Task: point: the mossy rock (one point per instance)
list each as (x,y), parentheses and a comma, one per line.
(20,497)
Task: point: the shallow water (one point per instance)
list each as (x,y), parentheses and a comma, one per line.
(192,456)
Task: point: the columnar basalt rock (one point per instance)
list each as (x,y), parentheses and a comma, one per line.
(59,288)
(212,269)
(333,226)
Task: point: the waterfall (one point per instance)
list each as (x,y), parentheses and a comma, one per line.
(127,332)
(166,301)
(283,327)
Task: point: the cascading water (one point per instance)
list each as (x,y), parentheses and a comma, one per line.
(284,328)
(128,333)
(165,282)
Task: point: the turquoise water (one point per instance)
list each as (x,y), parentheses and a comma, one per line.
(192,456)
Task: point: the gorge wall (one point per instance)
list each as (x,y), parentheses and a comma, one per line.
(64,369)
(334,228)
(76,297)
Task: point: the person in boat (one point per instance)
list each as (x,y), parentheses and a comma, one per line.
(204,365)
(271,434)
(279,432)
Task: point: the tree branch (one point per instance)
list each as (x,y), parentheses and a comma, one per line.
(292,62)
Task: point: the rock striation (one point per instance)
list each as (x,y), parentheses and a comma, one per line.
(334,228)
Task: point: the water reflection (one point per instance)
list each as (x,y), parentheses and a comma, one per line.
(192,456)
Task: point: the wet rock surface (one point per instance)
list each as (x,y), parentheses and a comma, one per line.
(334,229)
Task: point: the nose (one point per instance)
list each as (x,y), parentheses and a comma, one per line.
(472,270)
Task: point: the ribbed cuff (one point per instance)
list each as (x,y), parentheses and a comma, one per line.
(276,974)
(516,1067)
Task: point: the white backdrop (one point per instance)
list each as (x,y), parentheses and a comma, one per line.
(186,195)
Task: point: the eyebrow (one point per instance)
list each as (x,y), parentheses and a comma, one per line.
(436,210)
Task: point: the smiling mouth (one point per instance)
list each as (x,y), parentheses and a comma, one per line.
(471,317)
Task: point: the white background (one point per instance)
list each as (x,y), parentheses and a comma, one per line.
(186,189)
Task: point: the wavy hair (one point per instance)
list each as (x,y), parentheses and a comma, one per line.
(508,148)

***

* Challenge:
Copy out the data shown above without altering anything.

* The result:
Task: point: the mossy rock (one point per instance)
list each as (x,y), parentheses and a comma, one per line.
(20,497)
Task: point: the shallow water (one point per instance)
list each as (x,y), parentheses and a comma, one per line.
(192,456)
Task: point: the columnar basalt rock (one point per instance)
list each as (x,y), parentheses and a comma, one per line.
(59,288)
(212,269)
(333,226)
Task: point: the waterfall (one point per instance)
list each as (x,y), parentheses and a comma, one per line.
(127,332)
(166,301)
(283,327)
Task: point: the cascading water (one point per instance)
list each as (x,y), parentheses and a comma, one per line.
(284,328)
(128,333)
(165,282)
Task: point: the turquoise water (one point per instance)
list each as (x,y), parentheses and a comma, one per line.
(192,456)
Task: point: the gorge wall (one point per instance)
list each as (x,y), parentheses and a comma, one per line.
(64,369)
(334,228)
(76,297)
Task: point: the person in boat (one point per instance)
list each as (x,y), parentheses and a comma, one per line.
(204,365)
(271,434)
(279,432)
Task: point: the tree branch (one point per instance)
list each as (x,y), parentheses and a comma, one per line.
(292,62)
Task: point: the rock striation (one point per instance)
list each as (x,y), parentheses and a comma, one per line.
(334,228)
Task: point: the water reflection (one point per instance)
list each as (x,y), parentheses and a comma, one per line.
(192,456)
Task: point: the wet rock surface (one point per instance)
list each as (x,y), parentheses and a comma, one per line.
(334,229)
Task: point: the nose (one point per instance)
list each as (x,y), parentheses and a comma, one per line.
(472,270)
Task: point: the ribbed cuff (one point per instance)
list each as (x,y), parentheses and a comma, one per line.
(276,974)
(516,1067)
Task: point: the white backdrop (one point per instance)
list each as (x,y), parentheses and a comma, one per line.
(186,195)
Task: point: the eyebrow (one point per instance)
list each as (x,y), parentheses and a comma, one per line.
(436,210)
Task: point: the smiling mouth (one point per instance)
list each as (x,y), parentheses and a comma, one per line.
(471,317)
Task: point: the white background (one point per instance)
list each as (x,y), parentheses and a comma, one per line.
(186,189)
Task: point: the wavy hair (one point per instance)
list each as (x,y), parentheses and a comma, one per line.
(508,148)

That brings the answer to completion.